[BEGIN SELECTED EXTRACT]
DeKalb, Marshall sheriffs address human trafficking

DeKalb County Sheriff Nick Welden.

DeKalb County Sheriff Nick Welden and Marshall County Sheriff Phil Sims participated Tuesday in an hour-long Facebook Live event with Family Services of North Alabama answering questions from the public about human trafficking.

Welden said his office created an interdiction unit on this issue because of Interstate 59 crossing through DeKalb County and the unit had rescued 19 victims discovered in two different traffic stops. He said there’s some disagreement about what constitutes human trafficking versus human smuggling. From the perspective of law enforcement, there’s no way to distinguish until cases can be investigated to determine the facts.

“This is one of the most evil, senseless crimes,” Welden said. He cited estimates that more than $290 million is generated annually from human trafficking in Atlanta alone. “[Traffickers] put a number on people. Their families are answering to it too.”

Welden said illegal drugs are “the root” of the problem because the same criminals are merely moving different products from place to place. Unlike smuggled narcotics that can be confiscated by law enforcement, trafficking victims can still be exploited because of debt they owe a criminal organization for getting them into the country.

“People who are this deep into crime will have some history with drugs,” Welden said on the live chat. He spoke of victims who get in over their heads and find themselves indebted to drug cartels.
[END SELECTED EXTRACT]
• _ACTIONS TO TAKE_:
[1] Do these statements agree with the article on human trafficking? Answer yes or no for each, quoting the words from the article that decide it. (a) The Facebook Live event lasted about an hour. (b) The interdiction unit rescued 19 victims in a single traffic stop. (c) Welden described illegal drugs as the root of the problem.
[2] Can you rewrite the paragraph of the article on human trafficking that begins "Welden said his office created an interdiction unit" as a short list that keeps its main facts?
The items come from a source separate from the article on human trafficking.
[BEGIN STORED RECORDS]
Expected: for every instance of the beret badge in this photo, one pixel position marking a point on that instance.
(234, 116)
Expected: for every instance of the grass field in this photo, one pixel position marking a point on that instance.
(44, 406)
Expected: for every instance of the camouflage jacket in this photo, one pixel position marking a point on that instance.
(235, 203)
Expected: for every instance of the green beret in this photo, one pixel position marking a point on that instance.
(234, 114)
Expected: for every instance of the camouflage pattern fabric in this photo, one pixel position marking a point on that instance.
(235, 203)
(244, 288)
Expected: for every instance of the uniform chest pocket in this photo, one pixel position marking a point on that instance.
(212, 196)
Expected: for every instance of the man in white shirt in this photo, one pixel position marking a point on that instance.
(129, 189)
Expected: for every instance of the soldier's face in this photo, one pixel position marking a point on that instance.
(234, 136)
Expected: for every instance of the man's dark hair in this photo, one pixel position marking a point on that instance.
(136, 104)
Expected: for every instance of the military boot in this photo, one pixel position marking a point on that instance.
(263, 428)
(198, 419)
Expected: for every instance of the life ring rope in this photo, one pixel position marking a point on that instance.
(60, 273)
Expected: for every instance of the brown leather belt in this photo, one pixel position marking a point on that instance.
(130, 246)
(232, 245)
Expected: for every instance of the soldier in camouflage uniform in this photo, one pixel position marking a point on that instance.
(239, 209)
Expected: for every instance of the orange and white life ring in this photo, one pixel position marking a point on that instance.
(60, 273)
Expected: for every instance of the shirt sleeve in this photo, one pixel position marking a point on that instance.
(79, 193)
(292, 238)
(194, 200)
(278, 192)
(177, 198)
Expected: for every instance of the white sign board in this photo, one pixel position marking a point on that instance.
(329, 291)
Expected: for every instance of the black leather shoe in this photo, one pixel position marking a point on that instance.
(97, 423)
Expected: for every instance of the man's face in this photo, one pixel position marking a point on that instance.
[END STORED RECORDS]
• _ANSWERS TO THE EXERCISES_:
[1]
(a) Yes: "an hour-long Facebook Live event"
(b) No: "rescued 19 victims discovered in two different traffic stops"
(c) Yes: "illegal drugs are “the root” of the problem"

[2]
- Welden's office created an interdiction unit on human trafficking because Interstate 59 crosses DeKalb County.
- The unit rescued 19 victims found in two different traffic stops.
- There is some disagreement over what counts as human trafficking versus human smuggling.
- Law enforcement can't tell the two apart until a case is investigated and the facts are determined.